**WHAT THE TASK ASKS**.
Wherever a picture appears, leave it out; set down everything else in the records exactly.
☆ ☆ ☆ ☆ ☆ ☆ ☆
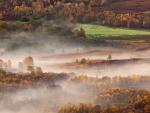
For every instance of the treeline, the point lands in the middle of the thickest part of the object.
(15, 81)
(74, 11)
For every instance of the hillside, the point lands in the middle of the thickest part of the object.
(129, 6)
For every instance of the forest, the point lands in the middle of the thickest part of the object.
(84, 11)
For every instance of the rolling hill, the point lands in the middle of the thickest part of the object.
(128, 6)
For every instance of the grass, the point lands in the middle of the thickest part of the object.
(98, 31)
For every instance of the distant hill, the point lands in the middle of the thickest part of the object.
(128, 5)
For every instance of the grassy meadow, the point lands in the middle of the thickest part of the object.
(100, 31)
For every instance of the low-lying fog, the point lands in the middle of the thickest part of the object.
(49, 52)
(52, 52)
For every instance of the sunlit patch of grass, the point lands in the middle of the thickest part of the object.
(98, 31)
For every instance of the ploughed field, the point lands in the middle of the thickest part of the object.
(96, 61)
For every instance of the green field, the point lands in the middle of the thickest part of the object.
(98, 31)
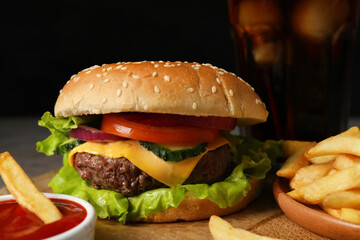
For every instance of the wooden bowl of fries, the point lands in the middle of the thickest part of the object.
(318, 186)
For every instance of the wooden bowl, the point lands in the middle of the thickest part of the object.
(313, 217)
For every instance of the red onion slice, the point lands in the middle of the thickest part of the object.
(86, 133)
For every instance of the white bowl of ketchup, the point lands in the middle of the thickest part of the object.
(78, 220)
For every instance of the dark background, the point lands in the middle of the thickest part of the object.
(43, 45)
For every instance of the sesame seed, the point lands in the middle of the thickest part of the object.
(213, 89)
(118, 92)
(156, 89)
(194, 105)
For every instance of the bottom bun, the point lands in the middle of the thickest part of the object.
(192, 208)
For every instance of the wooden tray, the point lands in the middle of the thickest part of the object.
(313, 217)
(263, 217)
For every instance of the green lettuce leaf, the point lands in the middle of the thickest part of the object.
(253, 159)
(59, 127)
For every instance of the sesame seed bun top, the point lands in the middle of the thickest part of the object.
(160, 87)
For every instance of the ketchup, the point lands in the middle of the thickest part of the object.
(18, 223)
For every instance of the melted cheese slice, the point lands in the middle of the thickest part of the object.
(169, 173)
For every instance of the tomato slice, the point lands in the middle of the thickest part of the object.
(155, 128)
(226, 123)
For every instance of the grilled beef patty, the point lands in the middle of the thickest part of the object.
(120, 175)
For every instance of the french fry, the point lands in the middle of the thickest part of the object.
(335, 145)
(290, 147)
(351, 215)
(221, 229)
(296, 160)
(346, 160)
(316, 191)
(343, 199)
(331, 211)
(25, 192)
(309, 174)
(322, 159)
(332, 171)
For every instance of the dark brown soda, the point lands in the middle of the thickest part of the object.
(298, 55)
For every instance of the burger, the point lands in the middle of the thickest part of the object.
(151, 141)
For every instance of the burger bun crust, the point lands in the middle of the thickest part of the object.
(160, 87)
☆ ☆ ☆ ☆ ☆ ☆ ☆
**EXERCISE OUTPUT**.
For every instance of the treeline, the point lands in the middle of the thickest part of the object.
(15, 81)
(74, 11)
For every instance of the hillside, the point lands in the middle of the thickest part of the object.
(129, 6)
For every instance of the forest, the point lands in the middle of the thickest part of the object.
(84, 11)
For every instance of the rolling hill, the point lands in the middle of the thickest part of the object.
(128, 6)
For every instance of the grass, the point lands in the middle of the thickest part of the object.
(98, 31)
For every instance of the distant hill, the point lands in the middle of the thickest part of the object.
(128, 5)
For every instance of the grassy meadow, the point lands in the middle of the thickest part of the object.
(100, 31)
For every instance of the low-lying fog, the point lands in the middle of the thickest part of the object.
(49, 52)
(52, 52)
For every instance of the sunlit patch of grass, the point lands in the middle of the thickest part of the object.
(98, 31)
For every instance of the ploughed field, the point lands in the middle of the thickest part of the object.
(96, 61)
For every instance of the green field, the point lands in the middle of the thickest part of the object.
(98, 31)
For every instance of the wooden bowl of fries, the point lands in the middle of the thickest part of the object.
(318, 186)
For every instance of the wooden bowl, the point lands in the middle of the thickest part of the object.
(313, 217)
For every instance of the red onion slice, the point lands in the middle of the thickest part of the object.
(86, 133)
For every instance of the white bowl of ketchup, the point lands in the middle of the thickest part of the object.
(78, 220)
For every instance of the dark background, the point lands in the middle of the thickest part of the object.
(43, 45)
For every instance of the sesame seed, the point lands in the middle of the thickest part of the object.
(213, 89)
(118, 92)
(156, 89)
(194, 105)
For every instance of the bottom bun, the point lands in the middle of the thickest part of the object.
(192, 208)
For every instance of the wooden tray, the point lands in the middle of the thickest part of the object.
(313, 217)
(263, 217)
For every instance of the green lettuce leaf, the point lands in the middle of the thickest part of the object.
(253, 159)
(59, 127)
For every instance of the sesame seed bun top, the point lands in the middle of the thickest part of the object.
(160, 87)
For every instance of the ketchup, the point lands in the middle of the thickest part of the object.
(18, 223)
For every instance of the melted cheese slice, the point lands in the middle of the thickest part of the object.
(169, 173)
For every instance of the tomato slice, the point lands in the middle of the thickest part of the object.
(155, 128)
(226, 123)
For every instance of the grilled beef patty, the point lands in the middle of the thickest part of the object.
(120, 175)
For every instance of the french fry, the point lands in the middle of the thickest part of the object.
(335, 145)
(290, 147)
(351, 215)
(221, 229)
(296, 160)
(346, 160)
(316, 191)
(343, 199)
(331, 211)
(25, 192)
(309, 174)
(322, 159)
(332, 171)
For every instance of the dark brown soda, the point lands in the middle of the thickest part of the object.
(298, 55)
For every instance of the burger, the point lands in the middle of the thickest part of the object.
(151, 141)
For every instance of the burger bun crust, the point lands in the middle of the thickest part of the object.
(160, 87)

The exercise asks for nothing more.